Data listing
—————

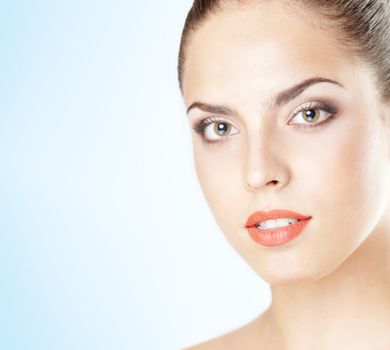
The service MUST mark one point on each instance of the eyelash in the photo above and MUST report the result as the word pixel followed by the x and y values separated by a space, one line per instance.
pixel 200 126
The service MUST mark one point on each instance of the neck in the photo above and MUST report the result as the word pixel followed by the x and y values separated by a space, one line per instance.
pixel 350 304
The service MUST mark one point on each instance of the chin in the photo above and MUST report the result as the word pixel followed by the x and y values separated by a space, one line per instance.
pixel 293 275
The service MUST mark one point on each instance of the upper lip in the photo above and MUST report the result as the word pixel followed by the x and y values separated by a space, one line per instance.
pixel 260 216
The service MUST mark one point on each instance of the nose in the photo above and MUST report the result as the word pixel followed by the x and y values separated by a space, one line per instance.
pixel 266 164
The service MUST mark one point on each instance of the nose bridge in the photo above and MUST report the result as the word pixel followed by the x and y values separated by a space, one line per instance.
pixel 264 163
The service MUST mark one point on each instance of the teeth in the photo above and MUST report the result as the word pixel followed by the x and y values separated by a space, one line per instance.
pixel 269 224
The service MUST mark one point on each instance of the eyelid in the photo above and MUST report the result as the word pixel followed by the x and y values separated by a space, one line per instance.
pixel 201 126
pixel 312 105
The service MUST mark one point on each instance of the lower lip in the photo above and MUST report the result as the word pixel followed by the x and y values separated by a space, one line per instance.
pixel 277 236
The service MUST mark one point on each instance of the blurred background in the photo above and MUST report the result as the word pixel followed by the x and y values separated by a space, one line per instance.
pixel 106 241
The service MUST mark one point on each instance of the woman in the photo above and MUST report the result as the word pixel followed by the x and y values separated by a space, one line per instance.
pixel 290 106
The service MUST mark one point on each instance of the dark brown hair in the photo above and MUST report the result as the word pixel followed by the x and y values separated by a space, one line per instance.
pixel 363 25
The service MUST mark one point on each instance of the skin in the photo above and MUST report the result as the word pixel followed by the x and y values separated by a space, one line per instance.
pixel 330 285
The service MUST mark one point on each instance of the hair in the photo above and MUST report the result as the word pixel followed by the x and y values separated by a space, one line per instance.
pixel 364 27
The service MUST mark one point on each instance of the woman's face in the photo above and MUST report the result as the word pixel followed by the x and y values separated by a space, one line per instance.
pixel 294 125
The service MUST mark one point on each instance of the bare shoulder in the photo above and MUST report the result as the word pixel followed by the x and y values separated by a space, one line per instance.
pixel 245 337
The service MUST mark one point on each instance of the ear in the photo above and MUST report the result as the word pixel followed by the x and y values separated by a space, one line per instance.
pixel 385 118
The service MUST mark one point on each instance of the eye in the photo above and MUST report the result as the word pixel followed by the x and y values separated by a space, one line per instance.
pixel 312 115
pixel 214 130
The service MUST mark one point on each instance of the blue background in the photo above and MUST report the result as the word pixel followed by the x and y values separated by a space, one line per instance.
pixel 106 241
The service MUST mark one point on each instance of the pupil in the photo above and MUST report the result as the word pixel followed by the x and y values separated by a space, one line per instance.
pixel 310 114
pixel 221 128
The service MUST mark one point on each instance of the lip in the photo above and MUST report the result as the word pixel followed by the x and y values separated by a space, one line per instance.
pixel 276 236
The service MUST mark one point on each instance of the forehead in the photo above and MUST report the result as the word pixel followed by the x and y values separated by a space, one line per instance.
pixel 257 49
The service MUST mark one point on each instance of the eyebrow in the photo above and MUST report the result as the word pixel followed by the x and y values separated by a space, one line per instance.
pixel 280 99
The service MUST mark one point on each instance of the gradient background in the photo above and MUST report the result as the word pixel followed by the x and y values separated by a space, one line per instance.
pixel 106 241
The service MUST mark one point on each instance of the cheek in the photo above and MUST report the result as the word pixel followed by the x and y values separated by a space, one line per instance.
pixel 219 176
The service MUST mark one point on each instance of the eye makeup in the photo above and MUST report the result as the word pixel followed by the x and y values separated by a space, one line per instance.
pixel 326 114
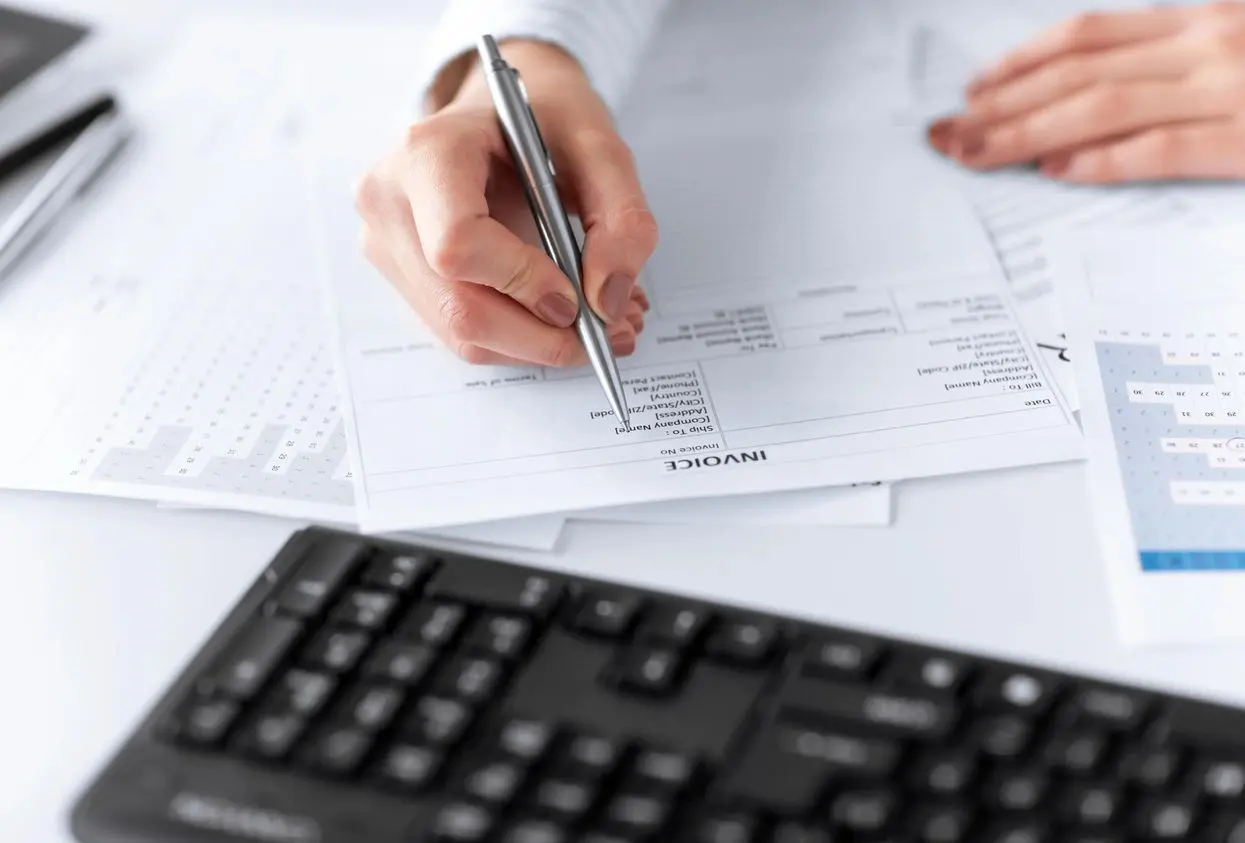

—————

### Task instructions:
Please reproduce every one of the records above word for word, leaving out the pictures.

### The completed task:
The service MUST mark one point on each instance of the eyelash in the photo above and MUST report the result as the word pixel followed by the x and y values separated by a space, one line per instance.
pixel 200 126
The service MUST mark one point on each instance of the neck in the photo above and MUST report the result as the word pixel followed by the x and y values separated by a space, one line per instance.
pixel 350 304
The service MUST mark one point on each instance of the chin in the photo above and MUST report the result as the word pixel followed by the x and y values separated by a space, one line per instance.
pixel 293 275
The service MUST mark one point on each instance of the upper lip in the photo above and MUST report the result as the word pixel followed by the x and y values separated by a space, one line per instance.
pixel 260 216
The service MUST mark one point on each instance of the nose in the photo above and MUST report the result as the word pixel followed by the x and y values separated by a space, one line per instance.
pixel 266 164
The service MUST mark one point on each instance of the nose bridge in the photo above and MUST report the result as the word pixel followed by the x and y values separated by a space, one line per instance.
pixel 264 163
The service MUST mark one point on each instance of the teeth in the photo above and MUST report the result as the word pixel followed by the x and y values separated by a space, one line per instance.
pixel 269 224
The service MUST mark one point on each instance of the eyelid in the photo above and MUST report the result as the word pixel followed by the x and y values separated by a space, one line per instance.
pixel 201 126
pixel 312 105
The service MUST mark one point on each instance of the lower lip in the photo above and MUST report the result as the word pixel followed by the x and y values separated by a space, one line per instance.
pixel 277 236
The service MUST mark one point on each instance of the blurred background in the photo above and MUST report the result as the word pixel followed by the x and y values separated by a space, one line per instance.
pixel 106 241
The service MUST mark one point on each instance of the woman in the photo above and MUST report the result as the word pixel followed by the x and y values separated by a space, one line per instance.
pixel 290 106
The service MUST mark one point on each instance of the dark brown hair in the photo above and MUST report the result as the word pixel followed by the x and y values separated by a space, one line per instance.
pixel 363 25
The service MUST mark one point on each instance of the skin in the photo above and MUST report the result as the word pixel followed by the x and y values separated by a space, one line per instance.
pixel 330 285
The service MUST mark one point on each instance of the hair in the photo above and MUST report the result as the word pixel followed by the x and y values separated by a space, one line per instance.
pixel 364 27
The service MUST mark one point on each instance of the woman's face in the photo above and MUST report the result as the word pixel followed by the x and y values separated by a space, one line per instance.
pixel 294 125
The service MUST mark one point on each instance of the bare shoulder in the photo above and MUST report the result as the word pixel followed by the x and y values separated by a space, one line per instance.
pixel 245 337
The service MUST mark one point on each instance of the ear in the photo above and MUST report the result as the word pixel followed by the x and y values separated by a space, one line per instance.
pixel 385 118
The service MUST mark one point on each instance of the eye in the photo above and MUST report the result as the word pixel followed by the x and y values separated by a space, one line per instance.
pixel 312 115
pixel 214 130
The service MUST mark one point on each instance of the blue background in the photo above and MUST report the result as the word pixel followed by the x and y values separated by a space, one line per instance.
pixel 106 241
The service MUST mark one point on each instance of the pupil in the photo above and MUST report the result as the word pixel followed by the x and y values separated by a space, one line per instance.
pixel 310 114
pixel 221 128
The service MUST mark one point on each instance of the lip in the photo above and MUST report the result as the word pixel followed by the x and y values separated by a space, one line per instance.
pixel 276 236
The service MUST mark one point on each instance of the forehead in the photo above and MUST report the result as the word pixel followed by the x and y values separated by a space, one line per instance.
pixel 257 49
The service MUST mark one point on each instance of the eyebrow in the photo above and MUST report the result as the word pixel followed by the x and y values separated by a space, one line per instance.
pixel 280 99
The service MUST mark one point on each instance of the gradient background in the photo above and MUST report the result as the word pixel followed by the x and y values separated by a space, one line per instance.
pixel 106 241
The service MUST mark one point on each instance of the cheek in the photo above and MUST report the result as the word pixel followed by the x and y values separated by a space, one line per instance.
pixel 219 176
The service MUST mark one point on each instance of the eye makeup in the photo above and MUST report the result as the word pixel followed by the x and y values separated by a space, one line per instance.
pixel 326 114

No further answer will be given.